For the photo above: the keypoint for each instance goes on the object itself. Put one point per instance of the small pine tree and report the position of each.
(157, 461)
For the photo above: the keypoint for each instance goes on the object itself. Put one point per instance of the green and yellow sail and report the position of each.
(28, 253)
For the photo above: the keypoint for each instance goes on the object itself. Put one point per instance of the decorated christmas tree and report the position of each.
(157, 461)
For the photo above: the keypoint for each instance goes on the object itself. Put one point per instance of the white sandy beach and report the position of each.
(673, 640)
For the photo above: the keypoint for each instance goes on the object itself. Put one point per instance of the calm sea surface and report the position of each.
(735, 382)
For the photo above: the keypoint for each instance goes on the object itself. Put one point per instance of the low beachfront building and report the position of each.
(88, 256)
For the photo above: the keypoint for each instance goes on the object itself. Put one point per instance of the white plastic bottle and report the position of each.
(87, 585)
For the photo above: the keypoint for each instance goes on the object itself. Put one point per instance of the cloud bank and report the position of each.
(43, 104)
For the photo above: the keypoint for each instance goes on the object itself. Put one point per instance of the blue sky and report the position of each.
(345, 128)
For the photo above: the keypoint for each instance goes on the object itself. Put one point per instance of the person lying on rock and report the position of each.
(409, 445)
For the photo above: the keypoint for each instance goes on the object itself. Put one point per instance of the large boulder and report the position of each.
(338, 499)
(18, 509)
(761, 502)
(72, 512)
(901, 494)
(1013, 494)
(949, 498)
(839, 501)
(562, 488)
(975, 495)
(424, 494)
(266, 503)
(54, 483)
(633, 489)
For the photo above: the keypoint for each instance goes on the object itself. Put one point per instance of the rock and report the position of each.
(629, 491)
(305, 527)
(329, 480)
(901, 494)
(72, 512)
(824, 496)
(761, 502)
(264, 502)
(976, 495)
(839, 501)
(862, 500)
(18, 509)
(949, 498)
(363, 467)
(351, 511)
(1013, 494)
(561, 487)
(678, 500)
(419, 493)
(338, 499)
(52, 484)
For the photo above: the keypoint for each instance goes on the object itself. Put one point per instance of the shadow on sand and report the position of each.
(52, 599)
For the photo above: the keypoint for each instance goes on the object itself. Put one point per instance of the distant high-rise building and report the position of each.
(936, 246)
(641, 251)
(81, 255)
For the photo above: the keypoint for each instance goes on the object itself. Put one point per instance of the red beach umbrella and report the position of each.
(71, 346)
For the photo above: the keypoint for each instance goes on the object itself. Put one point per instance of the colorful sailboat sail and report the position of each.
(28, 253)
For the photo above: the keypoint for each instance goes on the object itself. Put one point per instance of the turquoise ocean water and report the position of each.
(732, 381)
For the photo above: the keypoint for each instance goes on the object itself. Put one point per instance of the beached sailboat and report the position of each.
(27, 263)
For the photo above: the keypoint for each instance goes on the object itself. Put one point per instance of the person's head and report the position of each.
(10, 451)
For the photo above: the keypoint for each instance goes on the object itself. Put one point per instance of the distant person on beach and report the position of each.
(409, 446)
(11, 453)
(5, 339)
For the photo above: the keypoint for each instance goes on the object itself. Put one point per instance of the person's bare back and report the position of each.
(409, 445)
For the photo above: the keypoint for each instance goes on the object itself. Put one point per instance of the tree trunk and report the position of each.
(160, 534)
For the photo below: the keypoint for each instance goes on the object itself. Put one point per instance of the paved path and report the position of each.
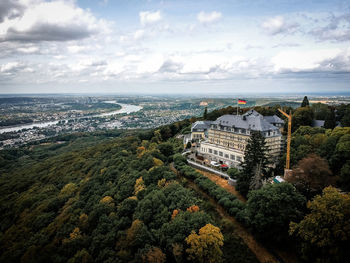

ASSIGNMENT
Restate each entry word for word, leaving out any pictures.

PROBLEM SOLUTION
For the photo above: the keypoint for each instance goes on the object itself. Put one point per instance of the small pine tree and report the position of each.
(157, 461)
For the photo above: the keypoint for each instance goes on the object itself. Put one point per instance of the green and yellow sail and report the position of each.
(28, 253)
For the photo above: the keypoint for each instance goes on the object itself. Put one point per instance of the decorated christmas tree and report the position of each.
(157, 461)
For the photo above: the keypoint for each instance goes on the object itself. Put one point per instance of the white sandy beach and report the position of each.
(673, 640)
For the photo above: the keypoint for each instance goes on the object itself. Put one point per instance of the calm sea surface and report the position of each.
(735, 382)
For the photo above: the keypoint for each instance goes on the object itself. Put one point per instance of the low beachfront building and report the position of each.
(88, 256)
For the photo above: the keypoint for each instance goes on the object itself. Put one point per instance of the white plastic bottle and report the position of each.
(87, 585)
For the photo above: the keypoint for each instance goes on the object itself. Put one point per instance of the cloud bank and report the position of each.
(43, 104)
For the photo above: the keypoint for each instance goes on the object itself. Put one point per instance of the blue sky and report the position of each.
(345, 128)
For the photo above: the keypoint for each instance goes on the object itself. Put one point per instance of the person lying on rock and report the position of each.
(409, 445)
For the photo above: the keypoint for each instance goes on the object itself. Put one point per instance of the large boulder and report the position of each.
(338, 499)
(18, 509)
(761, 502)
(72, 512)
(901, 494)
(1013, 494)
(949, 498)
(839, 501)
(562, 488)
(975, 495)
(424, 494)
(266, 503)
(54, 483)
(633, 489)
For the photo above: the keypoint for each instance goes on the object itself. Put one point per instance of the rock and report the position of each.
(629, 491)
(305, 527)
(329, 480)
(901, 494)
(72, 512)
(824, 496)
(761, 502)
(264, 502)
(976, 495)
(839, 501)
(862, 500)
(18, 509)
(949, 498)
(363, 467)
(351, 511)
(1013, 494)
(561, 487)
(678, 500)
(419, 493)
(338, 499)
(52, 484)
For the photo above: the keypoint for each instance goes on the object itself. Put one point per instance of the shadow on sand and report the position of each.
(52, 599)
For the photo above: the keypoint for each instance goes on the object itself. Put one point per instance of the distant high-rise building and report the position of each.
(936, 246)
(641, 251)
(81, 255)
For the photo above: the keypoint for each instance goes on the object itself. Put one point per instance of the red beach umbrella and report the position of each.
(71, 346)
For the photo above: the keypoint for each instance goes on the object itself. Put one point per instance of the colorful sailboat sail and report the position of each.
(28, 253)
For the photo above: the keypoint for each instance goes on the object itself. Put one point per instance of the turquoise ocean water and report the position of each.
(732, 381)
For the photo above: the keypoint for each instance goes on the object itself. Put one point per instance of the beached sailboat and report the position of each.
(27, 263)
For the photo above: the keypoint for each instance goes on the object itself. Put one point per instance of the person's head and report the position of each.
(10, 451)
For the photo above: the keypoint for each instance goes on the object itself. Put one point per instance of the distant person on beach and report the position of each.
(409, 446)
(11, 453)
(5, 339)
For the photo above: the keypoint for each instance goes on the object itself. Put one point per instance of the person's bare back and report the position of each.
(409, 445)
For the photo above: the keypoint for each instance goes on the object itself. Put one point per instance of the tree trunk and report the position of each.
(160, 534)
For the photo below: the keypoint for each instance goes on the object itself. Put one point per instance of the paved path and report the position of each.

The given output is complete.